[Data listing]
******************************

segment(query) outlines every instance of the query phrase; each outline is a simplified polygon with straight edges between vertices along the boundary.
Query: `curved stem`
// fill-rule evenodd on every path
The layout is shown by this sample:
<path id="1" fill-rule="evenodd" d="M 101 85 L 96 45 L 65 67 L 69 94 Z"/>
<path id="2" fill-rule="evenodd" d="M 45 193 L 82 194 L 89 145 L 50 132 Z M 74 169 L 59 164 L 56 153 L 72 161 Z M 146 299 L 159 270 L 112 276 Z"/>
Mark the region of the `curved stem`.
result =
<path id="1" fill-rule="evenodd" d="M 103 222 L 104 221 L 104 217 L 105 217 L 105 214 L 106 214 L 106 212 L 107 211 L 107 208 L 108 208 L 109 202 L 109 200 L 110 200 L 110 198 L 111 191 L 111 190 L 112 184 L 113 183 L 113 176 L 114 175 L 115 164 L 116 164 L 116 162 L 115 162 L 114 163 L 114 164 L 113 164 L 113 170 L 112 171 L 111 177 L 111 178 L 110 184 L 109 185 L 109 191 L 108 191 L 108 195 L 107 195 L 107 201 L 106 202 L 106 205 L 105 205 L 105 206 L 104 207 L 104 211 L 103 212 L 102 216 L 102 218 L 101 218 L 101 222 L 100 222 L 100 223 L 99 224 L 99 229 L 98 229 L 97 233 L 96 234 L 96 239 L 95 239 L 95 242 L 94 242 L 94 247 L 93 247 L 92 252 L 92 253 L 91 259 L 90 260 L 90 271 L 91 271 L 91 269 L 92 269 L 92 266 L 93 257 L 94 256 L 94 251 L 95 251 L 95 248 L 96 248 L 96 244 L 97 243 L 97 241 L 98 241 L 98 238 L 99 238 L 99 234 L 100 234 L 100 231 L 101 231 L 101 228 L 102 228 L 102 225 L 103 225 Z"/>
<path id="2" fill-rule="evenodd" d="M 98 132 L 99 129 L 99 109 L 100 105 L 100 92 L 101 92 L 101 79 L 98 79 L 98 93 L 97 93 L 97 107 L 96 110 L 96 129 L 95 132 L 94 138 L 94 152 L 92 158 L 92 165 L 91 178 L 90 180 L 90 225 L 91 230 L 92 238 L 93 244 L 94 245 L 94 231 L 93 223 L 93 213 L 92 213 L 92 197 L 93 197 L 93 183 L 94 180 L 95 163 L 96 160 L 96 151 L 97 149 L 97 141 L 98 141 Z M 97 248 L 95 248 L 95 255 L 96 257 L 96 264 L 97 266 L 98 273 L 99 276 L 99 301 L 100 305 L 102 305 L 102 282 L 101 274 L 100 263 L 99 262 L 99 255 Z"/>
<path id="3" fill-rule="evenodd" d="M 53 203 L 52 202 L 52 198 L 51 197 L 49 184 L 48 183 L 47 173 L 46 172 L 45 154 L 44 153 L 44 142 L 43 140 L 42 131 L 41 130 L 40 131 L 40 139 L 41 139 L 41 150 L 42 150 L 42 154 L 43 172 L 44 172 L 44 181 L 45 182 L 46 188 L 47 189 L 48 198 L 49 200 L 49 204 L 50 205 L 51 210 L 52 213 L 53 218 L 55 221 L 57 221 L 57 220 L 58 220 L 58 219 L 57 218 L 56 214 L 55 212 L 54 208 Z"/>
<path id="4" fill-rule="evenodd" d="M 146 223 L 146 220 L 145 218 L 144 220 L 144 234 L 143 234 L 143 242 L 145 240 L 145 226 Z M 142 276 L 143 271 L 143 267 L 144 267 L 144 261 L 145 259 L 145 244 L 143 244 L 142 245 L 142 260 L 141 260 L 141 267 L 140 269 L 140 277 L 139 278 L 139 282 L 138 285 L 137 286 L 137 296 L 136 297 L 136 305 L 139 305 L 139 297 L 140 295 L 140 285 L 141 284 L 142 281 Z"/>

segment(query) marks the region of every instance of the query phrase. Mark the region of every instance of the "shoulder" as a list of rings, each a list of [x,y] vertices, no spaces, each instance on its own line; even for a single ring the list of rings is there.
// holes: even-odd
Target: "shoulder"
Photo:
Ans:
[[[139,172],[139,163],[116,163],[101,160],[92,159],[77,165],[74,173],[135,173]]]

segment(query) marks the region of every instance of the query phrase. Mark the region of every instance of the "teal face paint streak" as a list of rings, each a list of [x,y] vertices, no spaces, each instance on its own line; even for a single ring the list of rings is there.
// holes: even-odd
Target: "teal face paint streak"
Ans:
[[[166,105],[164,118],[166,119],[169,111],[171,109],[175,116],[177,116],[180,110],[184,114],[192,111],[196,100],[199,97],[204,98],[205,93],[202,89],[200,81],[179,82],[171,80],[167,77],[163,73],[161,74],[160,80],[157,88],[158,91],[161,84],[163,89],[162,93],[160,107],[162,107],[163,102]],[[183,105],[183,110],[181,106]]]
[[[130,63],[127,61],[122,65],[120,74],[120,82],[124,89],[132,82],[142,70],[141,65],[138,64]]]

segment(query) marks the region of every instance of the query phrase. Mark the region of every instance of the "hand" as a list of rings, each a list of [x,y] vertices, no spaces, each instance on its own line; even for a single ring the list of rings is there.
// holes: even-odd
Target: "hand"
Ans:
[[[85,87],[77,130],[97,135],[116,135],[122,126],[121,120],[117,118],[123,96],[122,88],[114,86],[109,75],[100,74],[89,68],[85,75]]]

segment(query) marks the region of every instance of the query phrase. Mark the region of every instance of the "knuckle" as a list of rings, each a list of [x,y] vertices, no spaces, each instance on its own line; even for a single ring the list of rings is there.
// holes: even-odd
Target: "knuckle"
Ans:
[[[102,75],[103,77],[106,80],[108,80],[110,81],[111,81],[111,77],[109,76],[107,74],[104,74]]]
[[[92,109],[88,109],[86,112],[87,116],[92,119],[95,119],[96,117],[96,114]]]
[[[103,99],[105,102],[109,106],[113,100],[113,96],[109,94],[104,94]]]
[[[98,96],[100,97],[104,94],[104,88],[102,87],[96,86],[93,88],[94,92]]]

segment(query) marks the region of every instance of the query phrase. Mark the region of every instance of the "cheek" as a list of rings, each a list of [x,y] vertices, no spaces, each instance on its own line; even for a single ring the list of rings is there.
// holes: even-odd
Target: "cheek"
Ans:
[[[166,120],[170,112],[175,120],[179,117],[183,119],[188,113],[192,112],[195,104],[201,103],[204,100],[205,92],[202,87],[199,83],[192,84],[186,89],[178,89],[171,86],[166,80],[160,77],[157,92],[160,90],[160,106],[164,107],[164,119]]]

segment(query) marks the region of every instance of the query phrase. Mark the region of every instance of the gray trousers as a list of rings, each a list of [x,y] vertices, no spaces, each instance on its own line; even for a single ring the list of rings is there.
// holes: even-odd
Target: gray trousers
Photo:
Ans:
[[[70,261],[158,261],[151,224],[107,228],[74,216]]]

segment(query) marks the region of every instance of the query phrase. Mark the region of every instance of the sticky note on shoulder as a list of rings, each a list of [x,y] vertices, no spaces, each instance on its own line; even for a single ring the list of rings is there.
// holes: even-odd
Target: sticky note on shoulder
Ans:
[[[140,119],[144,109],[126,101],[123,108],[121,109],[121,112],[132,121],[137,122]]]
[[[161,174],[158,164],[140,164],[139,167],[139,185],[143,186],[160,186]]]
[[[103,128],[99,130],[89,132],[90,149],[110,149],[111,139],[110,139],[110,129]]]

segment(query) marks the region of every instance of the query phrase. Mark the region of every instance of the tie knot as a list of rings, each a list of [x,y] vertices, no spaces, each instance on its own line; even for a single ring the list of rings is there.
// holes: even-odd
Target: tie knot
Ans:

******************************

◆ **Goal of the exercise**:
Rewrite the records from their start through the line containing "103 222 L 104", inclusive, changing every "curved stem" to "bent stem" and leaving everything else as it is.

◆ **Task response**:
segment(query) outlines every instance of the query phrase; each outline is a simplified polygon with straight edges between vertices along the boundary.
Query: `bent stem`
// fill-rule evenodd on every path
The layout is shown by this sample:
<path id="1" fill-rule="evenodd" d="M 101 85 L 96 45 L 65 67 L 69 94 Z"/>
<path id="2" fill-rule="evenodd" d="M 45 193 L 82 194 L 89 145 L 50 132 Z M 74 169 L 59 164 L 56 153 L 72 161 Z M 146 299 L 159 270 L 112 276 Z"/>
Mark the region of the `bent stem`.
result =
<path id="1" fill-rule="evenodd" d="M 103 222 L 104 221 L 104 217 L 105 217 L 105 214 L 106 214 L 106 212 L 107 211 L 107 208 L 108 208 L 109 202 L 109 200 L 110 200 L 110 198 L 111 191 L 111 190 L 112 184 L 113 183 L 113 176 L 114 175 L 115 164 L 116 164 L 116 162 L 115 162 L 114 163 L 114 164 L 113 164 L 113 170 L 112 171 L 111 177 L 111 178 L 110 184 L 109 185 L 109 191 L 108 191 L 108 195 L 107 195 L 107 201 L 106 202 L 106 205 L 105 205 L 105 206 L 104 207 L 104 211 L 103 212 L 102 216 L 102 218 L 101 218 L 101 222 L 100 222 L 100 223 L 99 224 L 99 229 L 98 229 L 97 233 L 96 234 L 96 239 L 95 239 L 95 242 L 94 242 L 94 247 L 93 247 L 92 252 L 92 253 L 91 259 L 90 260 L 90 271 L 91 271 L 91 269 L 92 269 L 92 266 L 93 257 L 94 256 L 94 251 L 95 251 L 95 248 L 96 248 L 96 244 L 97 243 L 97 241 L 98 241 L 98 238 L 99 238 L 99 234 L 100 234 L 100 231 L 101 231 L 101 228 L 102 228 L 102 225 L 103 225 Z"/>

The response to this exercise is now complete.